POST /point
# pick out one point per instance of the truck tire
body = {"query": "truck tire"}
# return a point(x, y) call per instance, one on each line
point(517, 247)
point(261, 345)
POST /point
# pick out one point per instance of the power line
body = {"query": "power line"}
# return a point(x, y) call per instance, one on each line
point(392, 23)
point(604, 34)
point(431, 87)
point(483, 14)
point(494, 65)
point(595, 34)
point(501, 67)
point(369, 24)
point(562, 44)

****************************************

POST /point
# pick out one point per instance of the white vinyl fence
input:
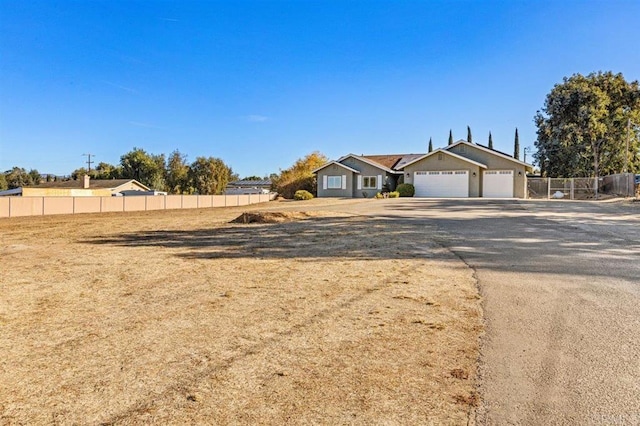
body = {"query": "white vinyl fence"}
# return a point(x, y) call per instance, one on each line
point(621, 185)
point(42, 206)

****************************************

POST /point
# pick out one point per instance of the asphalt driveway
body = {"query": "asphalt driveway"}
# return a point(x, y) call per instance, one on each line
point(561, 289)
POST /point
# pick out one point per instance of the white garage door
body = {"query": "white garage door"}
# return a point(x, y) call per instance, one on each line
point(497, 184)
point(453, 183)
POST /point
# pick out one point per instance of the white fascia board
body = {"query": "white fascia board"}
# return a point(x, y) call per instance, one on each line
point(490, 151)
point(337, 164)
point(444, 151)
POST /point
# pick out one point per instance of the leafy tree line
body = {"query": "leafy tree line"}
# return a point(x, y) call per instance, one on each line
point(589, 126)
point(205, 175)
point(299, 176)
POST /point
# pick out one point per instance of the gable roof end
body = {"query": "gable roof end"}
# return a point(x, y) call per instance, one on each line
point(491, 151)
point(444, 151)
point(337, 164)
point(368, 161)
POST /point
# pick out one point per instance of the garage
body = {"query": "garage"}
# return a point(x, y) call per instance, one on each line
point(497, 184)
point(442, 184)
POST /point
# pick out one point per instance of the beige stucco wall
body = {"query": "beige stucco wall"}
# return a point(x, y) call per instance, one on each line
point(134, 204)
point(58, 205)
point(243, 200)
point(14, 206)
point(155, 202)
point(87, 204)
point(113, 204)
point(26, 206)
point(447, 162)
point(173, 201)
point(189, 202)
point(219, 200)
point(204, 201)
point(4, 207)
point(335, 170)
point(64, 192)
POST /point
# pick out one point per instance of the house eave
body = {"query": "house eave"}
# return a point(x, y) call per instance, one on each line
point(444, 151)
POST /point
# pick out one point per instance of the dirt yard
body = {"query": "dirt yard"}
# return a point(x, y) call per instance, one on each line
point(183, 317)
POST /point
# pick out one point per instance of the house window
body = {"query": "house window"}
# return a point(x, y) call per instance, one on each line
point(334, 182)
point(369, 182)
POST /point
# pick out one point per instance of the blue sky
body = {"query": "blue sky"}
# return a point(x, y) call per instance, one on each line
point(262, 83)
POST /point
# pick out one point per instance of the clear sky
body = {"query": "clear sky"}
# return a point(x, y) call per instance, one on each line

****************************************

--- PROBLEM STATEMENT ---
Copy out every line in the entries above that contains the string "white". Case counts.

--- WRITTEN SOLUTION ---
# pick out one point per instance of the white vinyl fence
body = {"query": "white vinyl fence"}
# pick out one point per instance of the white garage door
body = {"query": "white garage door"}
# pick out one point per instance of the white fascia board
body = {"query": "white fascia board"}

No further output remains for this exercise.